EXERCISE DIRECTIONS => The word "each" may appear in lines of the data; say how many such lines there are, with nothing beyond the number.

LISTED RECORDS =>
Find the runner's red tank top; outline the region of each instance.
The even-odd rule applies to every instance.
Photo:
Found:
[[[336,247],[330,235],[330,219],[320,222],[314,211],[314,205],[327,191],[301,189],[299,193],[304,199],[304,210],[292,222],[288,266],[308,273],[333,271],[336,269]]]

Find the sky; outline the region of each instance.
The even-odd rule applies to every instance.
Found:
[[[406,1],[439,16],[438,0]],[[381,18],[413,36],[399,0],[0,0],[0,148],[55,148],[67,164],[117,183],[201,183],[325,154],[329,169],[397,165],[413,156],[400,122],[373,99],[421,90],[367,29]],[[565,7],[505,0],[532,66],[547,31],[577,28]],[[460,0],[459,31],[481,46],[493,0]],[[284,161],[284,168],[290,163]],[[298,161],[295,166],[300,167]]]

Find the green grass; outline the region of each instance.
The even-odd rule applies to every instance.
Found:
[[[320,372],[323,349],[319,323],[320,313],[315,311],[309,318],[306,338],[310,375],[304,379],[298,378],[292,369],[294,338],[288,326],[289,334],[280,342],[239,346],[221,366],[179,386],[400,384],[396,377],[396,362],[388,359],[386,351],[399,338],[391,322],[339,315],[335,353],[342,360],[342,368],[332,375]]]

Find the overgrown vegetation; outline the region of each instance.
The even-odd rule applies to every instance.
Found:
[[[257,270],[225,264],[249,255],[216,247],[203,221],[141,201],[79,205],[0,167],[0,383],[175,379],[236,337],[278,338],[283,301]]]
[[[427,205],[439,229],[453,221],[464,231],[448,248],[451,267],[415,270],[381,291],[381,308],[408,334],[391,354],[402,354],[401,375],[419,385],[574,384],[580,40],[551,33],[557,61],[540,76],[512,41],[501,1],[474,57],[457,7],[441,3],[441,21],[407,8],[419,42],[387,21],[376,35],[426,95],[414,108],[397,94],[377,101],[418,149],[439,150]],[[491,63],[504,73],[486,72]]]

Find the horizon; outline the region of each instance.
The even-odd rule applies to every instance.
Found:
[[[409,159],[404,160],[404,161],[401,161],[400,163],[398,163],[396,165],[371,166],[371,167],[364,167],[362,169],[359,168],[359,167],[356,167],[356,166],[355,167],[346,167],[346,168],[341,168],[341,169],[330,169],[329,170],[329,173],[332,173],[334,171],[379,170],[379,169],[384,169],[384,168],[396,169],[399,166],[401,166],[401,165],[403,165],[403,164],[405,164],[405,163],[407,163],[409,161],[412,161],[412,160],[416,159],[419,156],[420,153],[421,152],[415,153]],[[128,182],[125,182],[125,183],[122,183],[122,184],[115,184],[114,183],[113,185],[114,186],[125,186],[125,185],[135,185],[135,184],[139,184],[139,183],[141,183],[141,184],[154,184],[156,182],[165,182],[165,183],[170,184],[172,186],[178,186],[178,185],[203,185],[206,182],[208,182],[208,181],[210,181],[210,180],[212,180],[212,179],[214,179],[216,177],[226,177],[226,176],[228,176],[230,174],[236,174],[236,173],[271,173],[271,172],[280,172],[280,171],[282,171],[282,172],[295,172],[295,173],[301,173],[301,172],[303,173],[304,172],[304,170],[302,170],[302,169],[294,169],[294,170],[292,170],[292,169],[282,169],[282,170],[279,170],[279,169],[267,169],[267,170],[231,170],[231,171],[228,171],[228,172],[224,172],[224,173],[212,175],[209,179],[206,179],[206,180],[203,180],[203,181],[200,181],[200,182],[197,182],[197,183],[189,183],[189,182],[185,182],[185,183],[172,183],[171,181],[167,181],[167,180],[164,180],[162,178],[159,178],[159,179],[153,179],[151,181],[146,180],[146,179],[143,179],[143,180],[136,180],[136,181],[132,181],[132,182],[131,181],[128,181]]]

TASK OUTPUT => 5